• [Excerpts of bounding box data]

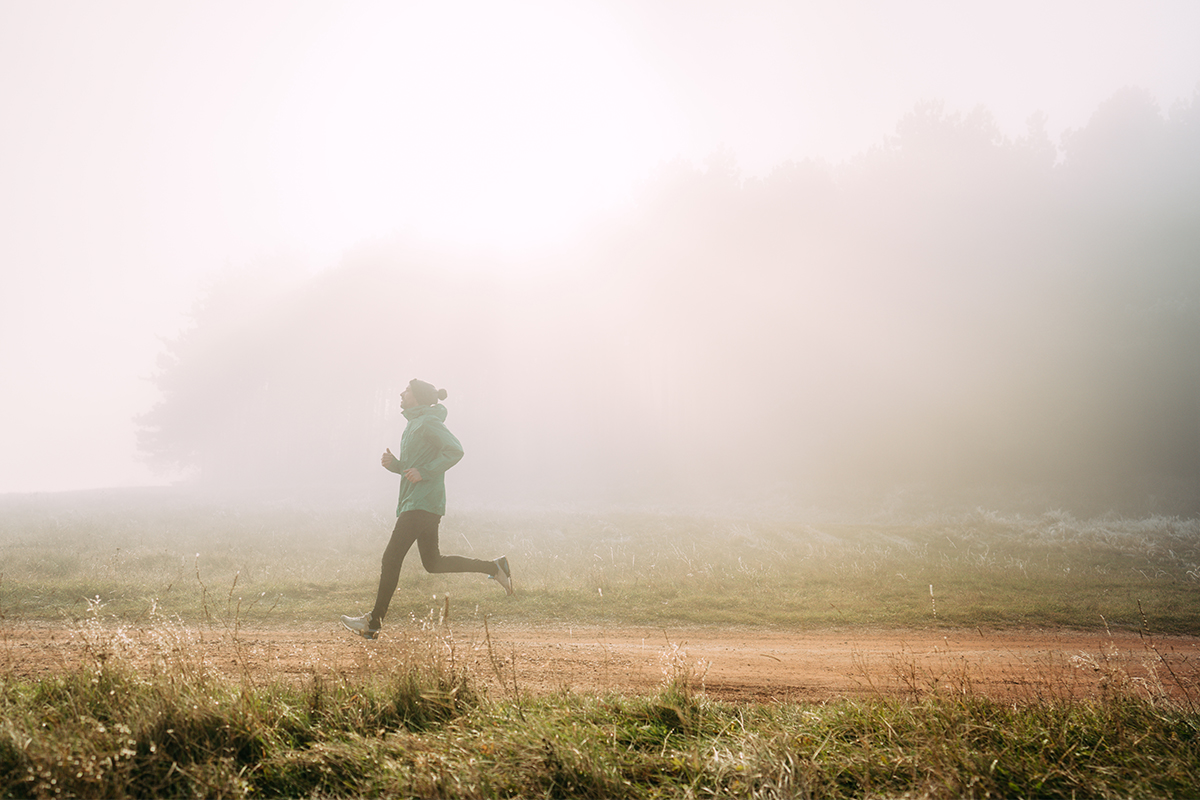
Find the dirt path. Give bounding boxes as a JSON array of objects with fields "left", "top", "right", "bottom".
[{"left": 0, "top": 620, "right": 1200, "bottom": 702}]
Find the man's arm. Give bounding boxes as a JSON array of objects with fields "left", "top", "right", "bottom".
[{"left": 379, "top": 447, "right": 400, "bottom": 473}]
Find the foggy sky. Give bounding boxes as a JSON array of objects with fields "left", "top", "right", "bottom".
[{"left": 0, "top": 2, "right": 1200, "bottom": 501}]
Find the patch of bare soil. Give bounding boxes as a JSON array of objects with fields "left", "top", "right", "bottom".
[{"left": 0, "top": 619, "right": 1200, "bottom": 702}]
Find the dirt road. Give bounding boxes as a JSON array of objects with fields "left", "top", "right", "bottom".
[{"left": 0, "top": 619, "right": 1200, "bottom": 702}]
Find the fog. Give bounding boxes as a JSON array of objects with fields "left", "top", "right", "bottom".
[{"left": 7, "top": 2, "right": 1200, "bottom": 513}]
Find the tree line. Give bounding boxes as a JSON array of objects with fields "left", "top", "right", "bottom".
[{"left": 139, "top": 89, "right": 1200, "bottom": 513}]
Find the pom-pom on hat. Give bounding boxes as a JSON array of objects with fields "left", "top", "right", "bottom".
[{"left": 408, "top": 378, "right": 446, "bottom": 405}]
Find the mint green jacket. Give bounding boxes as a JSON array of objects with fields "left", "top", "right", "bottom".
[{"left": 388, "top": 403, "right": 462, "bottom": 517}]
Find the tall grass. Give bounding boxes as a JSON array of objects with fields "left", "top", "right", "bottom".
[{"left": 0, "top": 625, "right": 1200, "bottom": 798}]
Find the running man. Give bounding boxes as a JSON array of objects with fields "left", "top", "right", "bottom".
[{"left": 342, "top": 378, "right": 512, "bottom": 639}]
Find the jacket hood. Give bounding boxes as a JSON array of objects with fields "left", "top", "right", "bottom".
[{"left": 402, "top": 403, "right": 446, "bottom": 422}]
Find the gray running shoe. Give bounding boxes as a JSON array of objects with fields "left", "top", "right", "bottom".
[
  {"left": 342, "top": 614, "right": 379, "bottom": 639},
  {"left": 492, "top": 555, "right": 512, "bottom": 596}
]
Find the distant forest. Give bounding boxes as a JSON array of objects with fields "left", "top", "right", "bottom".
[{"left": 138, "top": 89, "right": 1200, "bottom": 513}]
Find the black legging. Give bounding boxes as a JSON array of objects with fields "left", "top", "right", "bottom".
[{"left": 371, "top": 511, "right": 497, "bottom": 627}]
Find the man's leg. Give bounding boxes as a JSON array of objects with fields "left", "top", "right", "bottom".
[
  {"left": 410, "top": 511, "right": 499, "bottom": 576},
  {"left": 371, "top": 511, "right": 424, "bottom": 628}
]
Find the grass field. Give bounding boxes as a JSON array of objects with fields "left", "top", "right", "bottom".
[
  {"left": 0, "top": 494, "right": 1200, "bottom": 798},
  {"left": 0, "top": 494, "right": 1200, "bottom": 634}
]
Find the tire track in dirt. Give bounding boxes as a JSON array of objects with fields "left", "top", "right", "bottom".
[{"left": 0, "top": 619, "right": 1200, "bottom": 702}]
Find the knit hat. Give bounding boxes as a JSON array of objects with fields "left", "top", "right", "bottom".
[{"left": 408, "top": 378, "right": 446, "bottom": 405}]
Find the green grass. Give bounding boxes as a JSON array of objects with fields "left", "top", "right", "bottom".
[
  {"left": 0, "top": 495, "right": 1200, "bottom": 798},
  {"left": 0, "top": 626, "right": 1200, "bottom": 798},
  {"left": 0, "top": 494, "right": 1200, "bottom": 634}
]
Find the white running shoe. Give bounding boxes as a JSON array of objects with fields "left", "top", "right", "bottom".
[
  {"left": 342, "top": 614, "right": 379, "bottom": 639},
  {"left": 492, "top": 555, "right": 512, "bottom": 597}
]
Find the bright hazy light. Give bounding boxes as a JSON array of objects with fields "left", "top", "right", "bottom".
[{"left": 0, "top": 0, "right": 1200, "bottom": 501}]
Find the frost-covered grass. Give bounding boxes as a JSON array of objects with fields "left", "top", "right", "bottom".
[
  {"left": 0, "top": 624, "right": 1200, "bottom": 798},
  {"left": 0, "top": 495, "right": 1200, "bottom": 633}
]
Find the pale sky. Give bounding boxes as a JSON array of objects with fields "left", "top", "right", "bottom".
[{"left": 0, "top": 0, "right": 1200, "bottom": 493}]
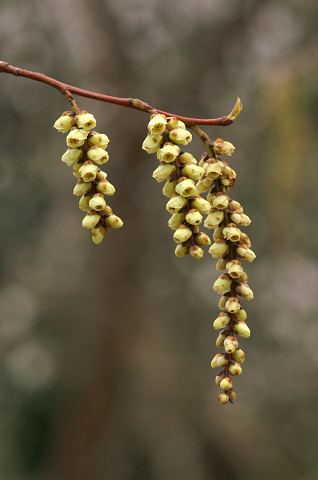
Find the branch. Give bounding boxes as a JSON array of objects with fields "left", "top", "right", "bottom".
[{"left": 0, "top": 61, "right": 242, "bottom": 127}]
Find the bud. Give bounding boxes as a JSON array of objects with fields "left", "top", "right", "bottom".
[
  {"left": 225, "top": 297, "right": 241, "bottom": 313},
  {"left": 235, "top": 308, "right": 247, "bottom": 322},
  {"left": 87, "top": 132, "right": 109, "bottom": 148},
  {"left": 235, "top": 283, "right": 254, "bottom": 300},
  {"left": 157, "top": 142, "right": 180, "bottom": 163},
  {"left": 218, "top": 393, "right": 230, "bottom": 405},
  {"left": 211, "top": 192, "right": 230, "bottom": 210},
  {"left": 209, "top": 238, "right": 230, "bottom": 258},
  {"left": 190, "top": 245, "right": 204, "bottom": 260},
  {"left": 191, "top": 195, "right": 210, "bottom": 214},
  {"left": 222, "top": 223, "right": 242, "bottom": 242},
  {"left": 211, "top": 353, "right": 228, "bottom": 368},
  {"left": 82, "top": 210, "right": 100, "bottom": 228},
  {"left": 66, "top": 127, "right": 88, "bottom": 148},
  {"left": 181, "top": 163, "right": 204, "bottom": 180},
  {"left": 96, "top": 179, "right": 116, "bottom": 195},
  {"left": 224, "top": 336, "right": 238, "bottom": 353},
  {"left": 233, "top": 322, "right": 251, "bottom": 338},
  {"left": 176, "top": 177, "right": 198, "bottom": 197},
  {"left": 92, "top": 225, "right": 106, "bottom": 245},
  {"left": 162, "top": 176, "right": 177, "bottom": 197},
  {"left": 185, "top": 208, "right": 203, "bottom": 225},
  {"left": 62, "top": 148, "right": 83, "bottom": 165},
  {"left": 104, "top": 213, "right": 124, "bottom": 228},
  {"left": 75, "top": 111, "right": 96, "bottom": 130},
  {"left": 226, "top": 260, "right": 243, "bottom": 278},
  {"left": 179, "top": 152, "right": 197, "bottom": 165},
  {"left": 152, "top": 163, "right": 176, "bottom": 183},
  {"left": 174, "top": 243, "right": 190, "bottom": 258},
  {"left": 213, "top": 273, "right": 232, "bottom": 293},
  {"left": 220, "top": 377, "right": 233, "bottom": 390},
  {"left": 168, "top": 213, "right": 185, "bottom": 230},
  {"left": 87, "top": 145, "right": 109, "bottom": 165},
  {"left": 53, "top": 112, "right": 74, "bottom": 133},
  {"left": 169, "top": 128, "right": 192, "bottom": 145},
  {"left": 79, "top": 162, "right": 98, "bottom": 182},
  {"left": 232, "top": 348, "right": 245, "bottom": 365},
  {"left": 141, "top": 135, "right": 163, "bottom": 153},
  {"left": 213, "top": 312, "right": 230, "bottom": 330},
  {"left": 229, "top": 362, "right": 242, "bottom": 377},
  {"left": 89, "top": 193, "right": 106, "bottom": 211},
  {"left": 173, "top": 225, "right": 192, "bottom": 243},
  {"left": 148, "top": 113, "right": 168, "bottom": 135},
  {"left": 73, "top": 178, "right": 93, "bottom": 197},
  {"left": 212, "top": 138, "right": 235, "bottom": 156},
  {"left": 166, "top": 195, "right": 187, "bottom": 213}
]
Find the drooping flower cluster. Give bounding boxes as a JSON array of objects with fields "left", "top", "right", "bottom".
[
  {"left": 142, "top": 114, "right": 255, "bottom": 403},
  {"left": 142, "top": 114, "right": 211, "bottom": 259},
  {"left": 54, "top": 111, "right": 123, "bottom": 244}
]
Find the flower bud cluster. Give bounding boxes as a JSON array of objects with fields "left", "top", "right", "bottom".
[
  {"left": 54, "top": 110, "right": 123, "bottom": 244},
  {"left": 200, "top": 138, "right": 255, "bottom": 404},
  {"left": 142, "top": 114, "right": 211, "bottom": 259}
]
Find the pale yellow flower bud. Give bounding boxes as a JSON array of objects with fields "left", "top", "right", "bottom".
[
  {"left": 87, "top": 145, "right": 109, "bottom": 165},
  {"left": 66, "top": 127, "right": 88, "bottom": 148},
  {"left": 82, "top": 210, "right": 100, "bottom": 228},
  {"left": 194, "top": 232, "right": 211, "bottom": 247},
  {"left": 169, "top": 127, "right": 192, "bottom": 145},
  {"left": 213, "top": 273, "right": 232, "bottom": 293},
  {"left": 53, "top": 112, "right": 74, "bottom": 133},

• [PROBLEM REQUIREMENTS]
How many lines in the material above contain the string "dirt"? Matching is case-sensitive, and the reply should be the number alone.

• [WRITTEN RESPONSE]
3